***** SEZIONE DEL DOCUMENTO

Un ministro a perdere

Un ministro a perdere

La prima caratteristica della ministro Beatrice Lorenzin che balza agli occhi, lascia di stucco: non ha mai fatto un tubo! Viene da pensare quindi che per conoscere il significato della parola “lavoro”, a lei  tocca ricorrere al dizionario. Nel suo curriculum non c’è niente di niente: zero.

E questo è anche più sorprendente, dal momento che, sulla sua scheda di parlamentare, appare scritto “libera professionista”. Non riuscendo a trovare traccia di una sua qualsiasi presenza in un qualsiasi ramo professionale, forse bisogna supporre che nel suo caso l’espressione “Libera professionista” deve essere presa nel senso letterale  del termine, cioè “libera”, senza niente da fare?. Senza aver mai avuto niente da fare?

È dunque così, si suppone, che  abbia potuto “dedicarsi”. Alla Politica. Parola grossa. Più esattamente, diciamo che ha potuto dedicarsi alla “carriera politica”. Un bell’ esemplare, nel suo genere.

Lascito del Nazareno, Beatrice Lorenzin nasce come fan di Berlusconi-Fini, una della prima ora, una del coro “per fortuna che Berlusconi c’è”. Il Fertily day, la donna-clessidra, il bambinobianco bello e il bambinonero (pardòn, negro) brutto, sono solo le sue ultime performances. Non sta mai ferma. Addirittura corre.

Quarantacinque anni, maturità classica; non riesce a laurearsi in giurisprudenza, ma pazienza, lei vuole fare “il politico” di professione. Cerca bensì di fare qualche collaborazione presso “Il Giornale di Ostia”, ma il giornalismo non è il suo forte. Per fortuna, Berlusconi è in auge, e nel 1996 lei è già una sua fervente seguace. Si iscrive al movimento giovanile di Forza Italia del Lazio e l’anno dopo, eccola, è già un “politico” a tempo pieno: eletta consigliere nel XII Municipio di Roma.

Lavorare? Neanche parlarne. Dello stesso movimento giovanile di Forza Italia nel 1999 diventa  coordinatore regionale; e, a seguire, nel  2001 approda in Campidoglio come consigliere comunale (e due vicepresidenze al seguito).

**********

ESERCIZIO SCRITTO
Estragga dal testo sulla carriera politica di Beatrice Lorenzin il passo compreso tra “La prima caratteristica” e “di niente: zero.”, estremi inclusi, riportandolo parola per parola.

***** ELENCO DATI

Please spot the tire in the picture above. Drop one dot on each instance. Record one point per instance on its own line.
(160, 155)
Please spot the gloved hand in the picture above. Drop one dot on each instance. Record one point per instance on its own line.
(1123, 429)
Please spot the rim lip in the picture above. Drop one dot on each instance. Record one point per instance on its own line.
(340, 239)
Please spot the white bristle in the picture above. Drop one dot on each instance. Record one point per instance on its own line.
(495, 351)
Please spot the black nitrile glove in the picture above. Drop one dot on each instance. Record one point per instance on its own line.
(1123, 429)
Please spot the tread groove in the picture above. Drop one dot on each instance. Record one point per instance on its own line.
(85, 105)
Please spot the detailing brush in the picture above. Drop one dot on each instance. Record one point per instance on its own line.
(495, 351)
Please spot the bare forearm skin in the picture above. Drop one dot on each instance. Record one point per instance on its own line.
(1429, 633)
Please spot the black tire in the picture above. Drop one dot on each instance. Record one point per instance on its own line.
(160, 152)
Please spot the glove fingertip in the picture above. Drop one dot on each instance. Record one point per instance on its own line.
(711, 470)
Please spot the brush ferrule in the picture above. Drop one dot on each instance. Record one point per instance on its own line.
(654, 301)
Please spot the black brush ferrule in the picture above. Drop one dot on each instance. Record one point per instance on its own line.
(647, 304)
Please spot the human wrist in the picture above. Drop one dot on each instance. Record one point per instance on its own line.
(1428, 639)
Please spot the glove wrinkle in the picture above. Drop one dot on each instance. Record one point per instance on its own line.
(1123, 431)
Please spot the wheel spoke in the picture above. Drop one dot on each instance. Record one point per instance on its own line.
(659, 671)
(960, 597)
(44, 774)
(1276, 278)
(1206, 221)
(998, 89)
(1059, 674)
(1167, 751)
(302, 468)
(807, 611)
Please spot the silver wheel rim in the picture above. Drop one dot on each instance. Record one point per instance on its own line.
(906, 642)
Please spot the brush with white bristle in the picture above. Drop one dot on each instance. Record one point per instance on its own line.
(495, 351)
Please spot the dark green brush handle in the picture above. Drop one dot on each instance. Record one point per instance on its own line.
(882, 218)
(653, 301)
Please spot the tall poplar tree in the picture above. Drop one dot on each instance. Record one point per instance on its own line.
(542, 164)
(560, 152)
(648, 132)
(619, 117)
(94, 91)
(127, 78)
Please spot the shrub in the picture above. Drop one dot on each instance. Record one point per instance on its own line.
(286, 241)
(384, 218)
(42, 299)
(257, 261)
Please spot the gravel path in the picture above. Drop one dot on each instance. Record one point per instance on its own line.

**********

RISPOSTA SEGUENTE
La prima caratteristica della ministro Beatrice Lorenzin che balza agli occhi, lascia di stucco: non ha mai fatto un tubo! Viene da pensare quindi che per conoscere il significato della parola “lavoro”, a lei  tocca ricorrere al dizionario. Nel suo curriculum non c’è niente di niente: zero.